[Natural-language object grounding data]
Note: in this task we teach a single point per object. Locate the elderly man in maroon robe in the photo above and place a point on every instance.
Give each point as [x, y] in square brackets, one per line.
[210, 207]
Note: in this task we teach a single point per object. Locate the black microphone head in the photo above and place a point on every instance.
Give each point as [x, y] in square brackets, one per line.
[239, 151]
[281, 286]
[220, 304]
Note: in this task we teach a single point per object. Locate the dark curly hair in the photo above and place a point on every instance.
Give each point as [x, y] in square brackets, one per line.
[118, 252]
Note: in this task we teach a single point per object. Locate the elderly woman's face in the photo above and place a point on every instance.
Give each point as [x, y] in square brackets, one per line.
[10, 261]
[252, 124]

* * *

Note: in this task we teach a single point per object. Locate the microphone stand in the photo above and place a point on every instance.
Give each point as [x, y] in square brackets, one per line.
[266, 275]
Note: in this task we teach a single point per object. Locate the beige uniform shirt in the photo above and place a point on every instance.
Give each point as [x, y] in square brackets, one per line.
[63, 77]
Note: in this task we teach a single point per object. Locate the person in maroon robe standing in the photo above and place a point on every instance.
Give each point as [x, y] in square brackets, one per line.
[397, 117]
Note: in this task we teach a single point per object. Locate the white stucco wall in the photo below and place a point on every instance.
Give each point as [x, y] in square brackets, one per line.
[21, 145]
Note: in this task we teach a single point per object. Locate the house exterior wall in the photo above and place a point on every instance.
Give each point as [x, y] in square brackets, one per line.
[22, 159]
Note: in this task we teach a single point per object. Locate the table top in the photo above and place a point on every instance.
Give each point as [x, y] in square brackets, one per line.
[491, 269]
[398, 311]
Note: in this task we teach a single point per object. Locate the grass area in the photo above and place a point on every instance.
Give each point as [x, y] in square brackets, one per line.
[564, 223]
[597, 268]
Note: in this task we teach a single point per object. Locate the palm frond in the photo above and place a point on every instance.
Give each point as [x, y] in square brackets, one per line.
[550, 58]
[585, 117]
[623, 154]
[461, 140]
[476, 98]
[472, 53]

--- TASK ITEM ---
Extract every line from the records above that contains the word "wall".

--- RESPONSE TO THIS EXERCISE ---
Note: in this task we teach a single point per object. Locate the white stucco wall in the photo below and place a point on every instance.
Note: in this task we teach a single point per object. Locate the house exterior wall in the photo above and place a point on every instance.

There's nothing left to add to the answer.